Stated task: Copy the entries below word for word, starting at the line that contains "Every instance gets one point. Tag the man's head" and ending with the final line of the entries.

Records for this exercise:

------------

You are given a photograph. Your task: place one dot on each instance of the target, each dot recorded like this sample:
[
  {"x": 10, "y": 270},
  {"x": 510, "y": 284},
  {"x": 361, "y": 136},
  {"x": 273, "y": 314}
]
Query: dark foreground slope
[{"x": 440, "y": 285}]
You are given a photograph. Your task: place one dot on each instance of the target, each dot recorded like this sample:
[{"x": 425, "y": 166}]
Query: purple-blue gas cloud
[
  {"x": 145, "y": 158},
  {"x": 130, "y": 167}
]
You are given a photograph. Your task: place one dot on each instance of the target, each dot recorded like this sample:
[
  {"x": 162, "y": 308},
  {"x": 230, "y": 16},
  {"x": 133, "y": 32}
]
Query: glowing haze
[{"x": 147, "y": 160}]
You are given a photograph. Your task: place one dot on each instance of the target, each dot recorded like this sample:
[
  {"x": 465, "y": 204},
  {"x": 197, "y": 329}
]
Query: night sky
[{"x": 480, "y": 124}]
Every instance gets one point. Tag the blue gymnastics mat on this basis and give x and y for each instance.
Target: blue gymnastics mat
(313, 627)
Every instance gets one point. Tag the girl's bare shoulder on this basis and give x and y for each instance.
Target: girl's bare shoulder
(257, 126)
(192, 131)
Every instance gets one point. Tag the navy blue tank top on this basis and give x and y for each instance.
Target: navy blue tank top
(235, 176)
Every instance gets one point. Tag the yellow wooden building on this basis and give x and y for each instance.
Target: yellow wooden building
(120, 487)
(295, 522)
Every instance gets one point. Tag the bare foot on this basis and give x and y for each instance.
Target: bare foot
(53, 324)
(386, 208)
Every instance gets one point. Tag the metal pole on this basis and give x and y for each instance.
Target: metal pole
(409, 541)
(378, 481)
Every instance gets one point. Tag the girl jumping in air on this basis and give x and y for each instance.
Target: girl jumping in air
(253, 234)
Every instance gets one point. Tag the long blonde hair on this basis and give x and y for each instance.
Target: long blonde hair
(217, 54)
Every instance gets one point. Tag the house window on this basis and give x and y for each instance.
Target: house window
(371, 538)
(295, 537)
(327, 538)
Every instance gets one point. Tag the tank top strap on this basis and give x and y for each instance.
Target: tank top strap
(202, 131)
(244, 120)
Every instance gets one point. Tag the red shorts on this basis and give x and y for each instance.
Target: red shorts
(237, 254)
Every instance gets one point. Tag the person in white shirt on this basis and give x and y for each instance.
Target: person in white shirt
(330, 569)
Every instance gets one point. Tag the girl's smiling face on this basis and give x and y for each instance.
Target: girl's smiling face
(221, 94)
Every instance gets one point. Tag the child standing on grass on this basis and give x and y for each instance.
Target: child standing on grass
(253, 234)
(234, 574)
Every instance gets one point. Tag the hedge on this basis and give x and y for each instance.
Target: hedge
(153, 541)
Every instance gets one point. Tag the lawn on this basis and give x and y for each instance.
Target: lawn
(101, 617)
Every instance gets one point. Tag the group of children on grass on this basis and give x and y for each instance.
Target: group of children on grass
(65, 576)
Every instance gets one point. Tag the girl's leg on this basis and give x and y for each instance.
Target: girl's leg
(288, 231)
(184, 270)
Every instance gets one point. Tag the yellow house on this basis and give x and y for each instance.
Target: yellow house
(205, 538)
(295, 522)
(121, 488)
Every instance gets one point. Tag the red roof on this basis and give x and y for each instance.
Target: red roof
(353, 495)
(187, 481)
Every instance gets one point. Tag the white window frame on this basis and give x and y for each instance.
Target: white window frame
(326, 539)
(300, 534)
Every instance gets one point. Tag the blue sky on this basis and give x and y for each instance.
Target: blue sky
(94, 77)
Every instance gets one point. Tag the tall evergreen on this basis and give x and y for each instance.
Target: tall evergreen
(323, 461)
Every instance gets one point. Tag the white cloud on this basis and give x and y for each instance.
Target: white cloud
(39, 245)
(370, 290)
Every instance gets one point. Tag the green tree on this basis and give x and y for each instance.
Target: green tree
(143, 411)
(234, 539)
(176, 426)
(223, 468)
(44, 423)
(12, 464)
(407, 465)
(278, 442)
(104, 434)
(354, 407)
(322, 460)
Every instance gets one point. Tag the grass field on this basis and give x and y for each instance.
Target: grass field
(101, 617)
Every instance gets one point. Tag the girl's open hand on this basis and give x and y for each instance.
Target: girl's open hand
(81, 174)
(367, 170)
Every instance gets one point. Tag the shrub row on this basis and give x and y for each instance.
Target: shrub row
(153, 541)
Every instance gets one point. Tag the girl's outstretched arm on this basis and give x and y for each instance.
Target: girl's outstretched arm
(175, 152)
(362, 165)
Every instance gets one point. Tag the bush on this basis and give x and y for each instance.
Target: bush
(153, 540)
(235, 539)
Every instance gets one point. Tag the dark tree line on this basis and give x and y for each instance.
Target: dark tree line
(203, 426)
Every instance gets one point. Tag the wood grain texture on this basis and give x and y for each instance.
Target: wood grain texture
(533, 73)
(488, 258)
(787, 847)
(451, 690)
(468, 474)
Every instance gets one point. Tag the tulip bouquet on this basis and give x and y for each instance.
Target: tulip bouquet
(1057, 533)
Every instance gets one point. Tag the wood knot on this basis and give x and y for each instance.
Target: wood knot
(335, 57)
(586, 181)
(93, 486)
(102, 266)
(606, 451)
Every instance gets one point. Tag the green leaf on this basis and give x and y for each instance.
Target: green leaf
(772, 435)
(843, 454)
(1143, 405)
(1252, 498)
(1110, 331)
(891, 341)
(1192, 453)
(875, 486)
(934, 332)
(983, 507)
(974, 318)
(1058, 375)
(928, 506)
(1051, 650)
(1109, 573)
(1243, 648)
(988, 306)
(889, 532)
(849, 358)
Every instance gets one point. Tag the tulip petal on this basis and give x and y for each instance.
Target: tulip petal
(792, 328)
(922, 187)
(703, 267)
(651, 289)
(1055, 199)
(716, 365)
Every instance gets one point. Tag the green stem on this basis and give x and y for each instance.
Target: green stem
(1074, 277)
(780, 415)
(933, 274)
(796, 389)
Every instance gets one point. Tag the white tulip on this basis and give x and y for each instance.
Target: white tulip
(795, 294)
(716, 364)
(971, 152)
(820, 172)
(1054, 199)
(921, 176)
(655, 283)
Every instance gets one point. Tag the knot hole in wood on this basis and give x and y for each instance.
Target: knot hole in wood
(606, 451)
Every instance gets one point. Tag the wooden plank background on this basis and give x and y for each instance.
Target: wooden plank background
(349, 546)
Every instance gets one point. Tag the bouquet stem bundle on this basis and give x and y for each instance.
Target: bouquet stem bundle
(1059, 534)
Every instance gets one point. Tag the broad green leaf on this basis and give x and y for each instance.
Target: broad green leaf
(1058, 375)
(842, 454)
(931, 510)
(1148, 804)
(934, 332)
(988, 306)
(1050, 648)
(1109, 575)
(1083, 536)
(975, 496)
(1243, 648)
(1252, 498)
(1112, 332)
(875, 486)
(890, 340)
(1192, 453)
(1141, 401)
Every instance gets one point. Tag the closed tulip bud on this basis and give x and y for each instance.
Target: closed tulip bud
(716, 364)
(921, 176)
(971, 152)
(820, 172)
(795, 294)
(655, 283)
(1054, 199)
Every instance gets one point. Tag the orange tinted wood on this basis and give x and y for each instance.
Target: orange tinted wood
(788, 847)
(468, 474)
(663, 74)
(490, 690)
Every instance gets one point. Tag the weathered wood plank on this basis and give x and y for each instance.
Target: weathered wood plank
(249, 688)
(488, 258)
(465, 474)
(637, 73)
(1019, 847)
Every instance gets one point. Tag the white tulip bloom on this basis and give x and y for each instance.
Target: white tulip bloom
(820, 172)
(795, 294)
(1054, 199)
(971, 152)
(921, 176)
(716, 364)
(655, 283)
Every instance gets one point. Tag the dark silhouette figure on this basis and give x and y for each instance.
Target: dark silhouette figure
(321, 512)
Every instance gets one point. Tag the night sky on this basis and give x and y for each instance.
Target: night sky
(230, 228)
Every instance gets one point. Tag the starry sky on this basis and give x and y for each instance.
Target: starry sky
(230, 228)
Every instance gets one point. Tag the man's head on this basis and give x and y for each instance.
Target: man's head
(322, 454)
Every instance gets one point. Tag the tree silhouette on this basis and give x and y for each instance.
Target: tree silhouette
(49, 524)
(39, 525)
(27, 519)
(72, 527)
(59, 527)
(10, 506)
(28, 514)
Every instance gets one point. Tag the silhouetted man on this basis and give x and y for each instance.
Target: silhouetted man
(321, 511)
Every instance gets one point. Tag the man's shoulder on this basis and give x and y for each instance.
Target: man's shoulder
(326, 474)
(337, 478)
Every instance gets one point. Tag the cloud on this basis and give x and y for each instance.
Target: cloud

------------

Solved exercise:
Every instance gets one point. Tag the man's head on this basis and give x and y for each instance.
Target: man's head
(322, 454)
Every instance gets one point. Tag the tree silhouette on this basis and give x and y for each instance.
Target: tree silhouette
(49, 524)
(39, 525)
(27, 519)
(72, 527)
(59, 527)
(10, 506)
(28, 514)
Every instance gets one point. Tag the silhouetted man on this basis and give x and y for each instance.
Target: silhouetted man
(321, 511)
Every instance gets one point. Tag the man's shoulder on this basis and give x and y for each instance.
Target: man's shoulder
(326, 474)
(337, 478)
Every instance gets one point. Tag the cloud on this basis and give x and y for each instance.
Target: cloud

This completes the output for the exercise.